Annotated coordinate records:

⁂

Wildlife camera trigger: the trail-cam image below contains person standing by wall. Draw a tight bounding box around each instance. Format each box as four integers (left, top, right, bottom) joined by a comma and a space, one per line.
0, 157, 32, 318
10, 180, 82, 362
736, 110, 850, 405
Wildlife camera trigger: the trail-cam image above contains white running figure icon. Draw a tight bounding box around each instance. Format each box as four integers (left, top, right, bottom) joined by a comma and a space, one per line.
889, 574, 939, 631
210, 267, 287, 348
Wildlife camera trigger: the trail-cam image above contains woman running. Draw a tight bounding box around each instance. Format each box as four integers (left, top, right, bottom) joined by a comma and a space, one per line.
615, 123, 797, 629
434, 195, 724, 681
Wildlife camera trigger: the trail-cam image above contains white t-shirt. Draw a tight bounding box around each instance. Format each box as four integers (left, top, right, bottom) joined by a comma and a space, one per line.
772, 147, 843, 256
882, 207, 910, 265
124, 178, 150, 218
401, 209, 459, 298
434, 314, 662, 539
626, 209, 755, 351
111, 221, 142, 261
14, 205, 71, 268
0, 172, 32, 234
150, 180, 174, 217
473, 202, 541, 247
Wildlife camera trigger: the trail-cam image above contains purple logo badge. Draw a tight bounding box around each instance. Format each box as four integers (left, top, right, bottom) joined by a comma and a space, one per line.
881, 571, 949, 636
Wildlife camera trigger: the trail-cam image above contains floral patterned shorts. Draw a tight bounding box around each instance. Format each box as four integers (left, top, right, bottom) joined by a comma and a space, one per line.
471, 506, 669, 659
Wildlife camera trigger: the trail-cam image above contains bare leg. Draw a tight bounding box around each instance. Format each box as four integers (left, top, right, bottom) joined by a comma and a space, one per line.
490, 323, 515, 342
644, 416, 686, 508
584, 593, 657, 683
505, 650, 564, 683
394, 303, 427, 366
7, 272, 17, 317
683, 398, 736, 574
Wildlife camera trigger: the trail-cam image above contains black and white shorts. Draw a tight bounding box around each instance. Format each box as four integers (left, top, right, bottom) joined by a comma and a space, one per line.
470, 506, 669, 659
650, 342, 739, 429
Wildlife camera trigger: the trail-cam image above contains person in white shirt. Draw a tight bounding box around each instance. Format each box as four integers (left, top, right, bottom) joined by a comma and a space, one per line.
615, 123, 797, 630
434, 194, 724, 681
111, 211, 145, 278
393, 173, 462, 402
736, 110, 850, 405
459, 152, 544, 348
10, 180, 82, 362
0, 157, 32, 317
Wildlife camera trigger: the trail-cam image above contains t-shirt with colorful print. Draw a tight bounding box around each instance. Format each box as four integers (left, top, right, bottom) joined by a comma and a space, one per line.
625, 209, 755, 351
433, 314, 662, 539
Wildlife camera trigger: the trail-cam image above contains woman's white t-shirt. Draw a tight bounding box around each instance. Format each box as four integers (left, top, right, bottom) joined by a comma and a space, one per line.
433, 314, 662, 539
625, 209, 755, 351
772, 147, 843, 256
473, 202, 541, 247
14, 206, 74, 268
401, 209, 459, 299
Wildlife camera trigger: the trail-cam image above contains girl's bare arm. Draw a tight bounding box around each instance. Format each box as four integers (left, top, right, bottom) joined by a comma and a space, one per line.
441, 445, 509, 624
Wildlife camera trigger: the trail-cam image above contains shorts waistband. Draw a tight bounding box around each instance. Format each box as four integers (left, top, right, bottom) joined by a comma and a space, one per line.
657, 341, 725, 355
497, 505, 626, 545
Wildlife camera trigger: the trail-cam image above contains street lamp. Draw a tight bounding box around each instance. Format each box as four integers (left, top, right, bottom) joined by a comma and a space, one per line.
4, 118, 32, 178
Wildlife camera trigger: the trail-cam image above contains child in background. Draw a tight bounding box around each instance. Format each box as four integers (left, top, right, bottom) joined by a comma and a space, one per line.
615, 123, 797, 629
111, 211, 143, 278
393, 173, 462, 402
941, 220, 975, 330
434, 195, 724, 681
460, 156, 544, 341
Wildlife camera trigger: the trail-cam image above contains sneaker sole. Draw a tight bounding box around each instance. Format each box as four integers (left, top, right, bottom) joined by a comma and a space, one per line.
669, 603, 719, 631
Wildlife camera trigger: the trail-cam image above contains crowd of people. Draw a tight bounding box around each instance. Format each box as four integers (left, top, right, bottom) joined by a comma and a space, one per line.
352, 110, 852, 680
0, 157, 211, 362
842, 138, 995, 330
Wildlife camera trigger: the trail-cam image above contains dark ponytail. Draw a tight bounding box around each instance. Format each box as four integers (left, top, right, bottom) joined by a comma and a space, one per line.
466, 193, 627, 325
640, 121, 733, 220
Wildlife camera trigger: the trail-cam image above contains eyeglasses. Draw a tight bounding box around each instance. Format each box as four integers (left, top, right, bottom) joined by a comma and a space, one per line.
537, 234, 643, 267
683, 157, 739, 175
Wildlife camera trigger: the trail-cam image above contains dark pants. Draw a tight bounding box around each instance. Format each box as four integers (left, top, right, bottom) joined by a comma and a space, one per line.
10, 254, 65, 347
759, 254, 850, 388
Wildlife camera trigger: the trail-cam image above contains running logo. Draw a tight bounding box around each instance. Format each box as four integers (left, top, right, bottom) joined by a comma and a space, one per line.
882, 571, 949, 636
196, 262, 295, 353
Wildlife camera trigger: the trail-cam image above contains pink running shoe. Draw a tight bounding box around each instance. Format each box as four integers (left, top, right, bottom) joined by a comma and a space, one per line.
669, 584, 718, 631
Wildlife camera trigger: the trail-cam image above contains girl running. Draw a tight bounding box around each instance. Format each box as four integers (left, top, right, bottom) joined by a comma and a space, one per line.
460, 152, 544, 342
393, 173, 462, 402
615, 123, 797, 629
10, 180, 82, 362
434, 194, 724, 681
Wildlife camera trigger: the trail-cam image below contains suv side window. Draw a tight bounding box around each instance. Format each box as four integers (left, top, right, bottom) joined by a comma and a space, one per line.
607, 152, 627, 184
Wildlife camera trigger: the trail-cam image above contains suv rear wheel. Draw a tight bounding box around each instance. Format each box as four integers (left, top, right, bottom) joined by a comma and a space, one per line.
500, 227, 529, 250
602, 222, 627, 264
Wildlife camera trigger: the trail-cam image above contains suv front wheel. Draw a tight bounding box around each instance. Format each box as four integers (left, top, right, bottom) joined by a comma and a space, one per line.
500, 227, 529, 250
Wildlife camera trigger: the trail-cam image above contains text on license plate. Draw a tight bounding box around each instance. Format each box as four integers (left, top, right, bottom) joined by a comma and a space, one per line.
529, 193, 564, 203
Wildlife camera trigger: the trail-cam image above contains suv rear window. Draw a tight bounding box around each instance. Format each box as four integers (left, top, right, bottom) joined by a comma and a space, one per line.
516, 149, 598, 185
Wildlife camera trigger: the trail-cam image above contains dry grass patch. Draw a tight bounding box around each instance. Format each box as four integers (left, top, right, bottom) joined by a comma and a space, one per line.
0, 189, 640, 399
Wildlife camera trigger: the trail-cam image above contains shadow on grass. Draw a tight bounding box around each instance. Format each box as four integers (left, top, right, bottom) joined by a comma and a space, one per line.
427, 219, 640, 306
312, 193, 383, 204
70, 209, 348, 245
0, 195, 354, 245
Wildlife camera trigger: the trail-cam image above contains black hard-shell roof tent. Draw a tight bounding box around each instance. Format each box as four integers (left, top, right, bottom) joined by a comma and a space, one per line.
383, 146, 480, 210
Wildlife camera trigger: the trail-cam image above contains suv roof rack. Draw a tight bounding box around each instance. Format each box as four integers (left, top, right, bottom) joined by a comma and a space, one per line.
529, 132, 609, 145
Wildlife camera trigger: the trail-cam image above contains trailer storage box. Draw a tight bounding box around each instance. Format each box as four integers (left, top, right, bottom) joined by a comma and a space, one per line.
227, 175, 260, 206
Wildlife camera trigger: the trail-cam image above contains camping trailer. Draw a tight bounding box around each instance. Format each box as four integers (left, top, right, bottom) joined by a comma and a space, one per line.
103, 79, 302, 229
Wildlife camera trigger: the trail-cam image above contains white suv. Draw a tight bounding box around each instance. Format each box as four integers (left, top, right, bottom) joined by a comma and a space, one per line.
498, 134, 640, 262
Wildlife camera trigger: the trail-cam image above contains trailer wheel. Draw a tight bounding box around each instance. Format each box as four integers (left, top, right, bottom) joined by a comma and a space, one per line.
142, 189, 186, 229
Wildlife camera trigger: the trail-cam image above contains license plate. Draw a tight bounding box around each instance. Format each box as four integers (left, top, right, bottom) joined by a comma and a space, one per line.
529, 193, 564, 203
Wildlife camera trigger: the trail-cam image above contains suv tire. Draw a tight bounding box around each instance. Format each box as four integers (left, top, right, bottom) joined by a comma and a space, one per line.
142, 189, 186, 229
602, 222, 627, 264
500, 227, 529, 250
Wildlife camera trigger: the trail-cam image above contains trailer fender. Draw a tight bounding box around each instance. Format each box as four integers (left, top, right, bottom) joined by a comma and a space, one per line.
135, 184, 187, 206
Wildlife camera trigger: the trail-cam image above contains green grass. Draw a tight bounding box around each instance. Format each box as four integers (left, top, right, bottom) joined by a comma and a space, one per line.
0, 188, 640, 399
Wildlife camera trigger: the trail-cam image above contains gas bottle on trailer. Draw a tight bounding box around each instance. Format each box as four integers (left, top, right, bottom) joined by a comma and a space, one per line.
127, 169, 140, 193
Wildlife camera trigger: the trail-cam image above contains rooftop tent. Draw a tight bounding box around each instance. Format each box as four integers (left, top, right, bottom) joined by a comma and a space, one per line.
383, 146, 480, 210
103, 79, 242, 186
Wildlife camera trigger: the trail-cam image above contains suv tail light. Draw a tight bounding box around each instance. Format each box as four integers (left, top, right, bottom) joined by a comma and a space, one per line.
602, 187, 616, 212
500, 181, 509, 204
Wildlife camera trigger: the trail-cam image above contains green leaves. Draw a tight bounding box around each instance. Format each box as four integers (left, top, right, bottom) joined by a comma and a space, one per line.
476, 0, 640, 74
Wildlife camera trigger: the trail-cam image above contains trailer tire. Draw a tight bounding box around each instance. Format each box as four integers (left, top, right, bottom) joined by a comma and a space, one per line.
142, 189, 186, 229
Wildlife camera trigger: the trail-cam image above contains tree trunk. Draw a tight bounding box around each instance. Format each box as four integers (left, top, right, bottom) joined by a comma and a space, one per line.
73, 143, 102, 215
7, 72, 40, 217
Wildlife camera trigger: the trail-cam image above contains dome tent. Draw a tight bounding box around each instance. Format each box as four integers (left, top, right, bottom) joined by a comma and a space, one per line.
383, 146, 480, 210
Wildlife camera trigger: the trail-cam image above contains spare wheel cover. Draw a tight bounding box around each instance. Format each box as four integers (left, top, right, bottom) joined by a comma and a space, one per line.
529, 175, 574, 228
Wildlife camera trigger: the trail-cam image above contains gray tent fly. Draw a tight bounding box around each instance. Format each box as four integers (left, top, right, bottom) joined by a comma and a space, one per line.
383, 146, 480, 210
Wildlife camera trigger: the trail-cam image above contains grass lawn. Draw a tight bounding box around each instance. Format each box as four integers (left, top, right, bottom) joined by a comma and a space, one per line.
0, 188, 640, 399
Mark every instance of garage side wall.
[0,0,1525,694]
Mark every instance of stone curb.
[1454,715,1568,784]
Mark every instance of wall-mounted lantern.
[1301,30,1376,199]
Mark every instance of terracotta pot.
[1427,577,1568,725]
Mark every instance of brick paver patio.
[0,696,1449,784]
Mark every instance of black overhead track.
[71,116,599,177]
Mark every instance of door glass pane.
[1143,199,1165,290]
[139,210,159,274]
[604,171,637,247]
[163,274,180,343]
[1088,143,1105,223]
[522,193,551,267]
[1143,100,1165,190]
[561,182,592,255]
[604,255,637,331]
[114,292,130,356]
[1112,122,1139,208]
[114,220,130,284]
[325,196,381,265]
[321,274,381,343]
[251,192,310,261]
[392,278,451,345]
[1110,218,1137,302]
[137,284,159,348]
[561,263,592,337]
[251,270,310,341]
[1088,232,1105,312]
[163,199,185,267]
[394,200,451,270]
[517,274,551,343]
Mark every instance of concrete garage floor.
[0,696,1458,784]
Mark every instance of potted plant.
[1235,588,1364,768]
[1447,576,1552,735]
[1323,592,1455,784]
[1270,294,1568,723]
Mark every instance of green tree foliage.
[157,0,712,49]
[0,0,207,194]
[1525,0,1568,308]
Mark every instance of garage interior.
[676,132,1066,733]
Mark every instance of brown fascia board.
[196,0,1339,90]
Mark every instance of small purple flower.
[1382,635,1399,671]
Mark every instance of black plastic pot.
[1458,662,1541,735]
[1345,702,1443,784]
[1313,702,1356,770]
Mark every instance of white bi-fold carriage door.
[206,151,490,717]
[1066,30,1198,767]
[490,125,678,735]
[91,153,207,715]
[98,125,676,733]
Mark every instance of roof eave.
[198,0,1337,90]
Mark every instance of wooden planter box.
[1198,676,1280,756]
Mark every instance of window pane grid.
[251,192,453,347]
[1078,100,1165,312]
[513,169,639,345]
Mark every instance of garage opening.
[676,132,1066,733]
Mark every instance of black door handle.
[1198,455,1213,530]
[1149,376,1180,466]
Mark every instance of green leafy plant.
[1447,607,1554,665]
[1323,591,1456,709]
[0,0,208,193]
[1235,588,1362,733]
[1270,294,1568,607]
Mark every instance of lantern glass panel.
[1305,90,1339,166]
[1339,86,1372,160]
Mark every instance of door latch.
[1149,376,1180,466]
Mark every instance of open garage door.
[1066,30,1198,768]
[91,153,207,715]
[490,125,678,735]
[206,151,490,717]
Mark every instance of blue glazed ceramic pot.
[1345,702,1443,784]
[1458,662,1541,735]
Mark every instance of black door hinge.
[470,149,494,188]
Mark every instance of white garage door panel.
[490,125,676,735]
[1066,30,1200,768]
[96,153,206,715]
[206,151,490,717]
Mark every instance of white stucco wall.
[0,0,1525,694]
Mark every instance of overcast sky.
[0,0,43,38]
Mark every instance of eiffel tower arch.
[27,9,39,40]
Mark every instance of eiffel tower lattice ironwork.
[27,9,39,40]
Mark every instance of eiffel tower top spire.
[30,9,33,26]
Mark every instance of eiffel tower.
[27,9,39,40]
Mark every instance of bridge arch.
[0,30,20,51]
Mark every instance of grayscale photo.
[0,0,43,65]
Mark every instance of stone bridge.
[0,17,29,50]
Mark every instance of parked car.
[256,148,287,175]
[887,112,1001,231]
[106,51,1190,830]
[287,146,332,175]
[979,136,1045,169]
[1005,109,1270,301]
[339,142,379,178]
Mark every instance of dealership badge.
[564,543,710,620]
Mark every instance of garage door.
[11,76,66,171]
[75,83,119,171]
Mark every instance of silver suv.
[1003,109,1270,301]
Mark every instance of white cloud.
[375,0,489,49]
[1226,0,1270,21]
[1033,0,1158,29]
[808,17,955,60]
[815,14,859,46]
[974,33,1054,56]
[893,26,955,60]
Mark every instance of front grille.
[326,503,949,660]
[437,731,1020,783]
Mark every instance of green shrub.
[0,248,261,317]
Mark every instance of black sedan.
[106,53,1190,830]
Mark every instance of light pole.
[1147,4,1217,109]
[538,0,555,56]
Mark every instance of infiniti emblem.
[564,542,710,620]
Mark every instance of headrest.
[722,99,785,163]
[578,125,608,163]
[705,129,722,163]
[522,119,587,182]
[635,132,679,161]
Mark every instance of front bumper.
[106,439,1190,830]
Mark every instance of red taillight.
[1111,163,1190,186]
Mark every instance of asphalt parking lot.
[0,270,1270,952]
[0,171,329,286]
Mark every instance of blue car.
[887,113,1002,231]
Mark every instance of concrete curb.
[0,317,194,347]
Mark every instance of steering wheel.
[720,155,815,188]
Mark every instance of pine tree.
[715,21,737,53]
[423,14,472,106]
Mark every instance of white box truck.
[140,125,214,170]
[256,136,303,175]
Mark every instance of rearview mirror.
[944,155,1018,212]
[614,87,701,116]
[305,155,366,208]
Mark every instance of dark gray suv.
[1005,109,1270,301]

⁂

**BRIEF**
Please copy the rows character for character, from the first line up to and including the line with "881, 571, 949, 636".

**COMPLETED TASK**
Wildlife camera trigger: the trail-cam image below contains person standing by wall. Draw a tight bounding box around each instance. Format each box as four integers (left, top, right, bottom) joined by a comma and a space, one per line.
0, 157, 32, 318
10, 180, 82, 362
736, 110, 850, 405
Wildlife camera trigger: the trail-cam image above contains white running figure icon. Draw a tight bounding box around each instance. Format each box as four integers (left, top, right, bottom) joined by a comma and a space, one per line.
889, 574, 939, 631
210, 267, 287, 348
Wildlife camera trigger: the trail-cam image above contains woman running. Draw a tight bounding box around each instance. Format each box as four integers (left, top, right, bottom) joined by a comma and a space, one per line.
615, 123, 797, 629
434, 195, 724, 681
Wildlife camera trigger: the trail-cam image above contains white t-shirt. Draw a tight bounding box around each instance. Format each box as four integers (left, top, right, bottom) joined by a comma and a space, one per line.
772, 147, 843, 256
882, 207, 910, 265
124, 178, 150, 218
401, 209, 459, 298
434, 314, 662, 539
626, 209, 755, 351
111, 221, 142, 261
14, 205, 71, 268
0, 172, 32, 234
150, 180, 174, 217
473, 202, 541, 247
Wildlife camera trigger: the trail-cam image above contains purple logo badge. Draw a tight bounding box around each instance. Format each box as four integers (left, top, right, bottom) joined by a comma and a space, one per line.
881, 571, 949, 636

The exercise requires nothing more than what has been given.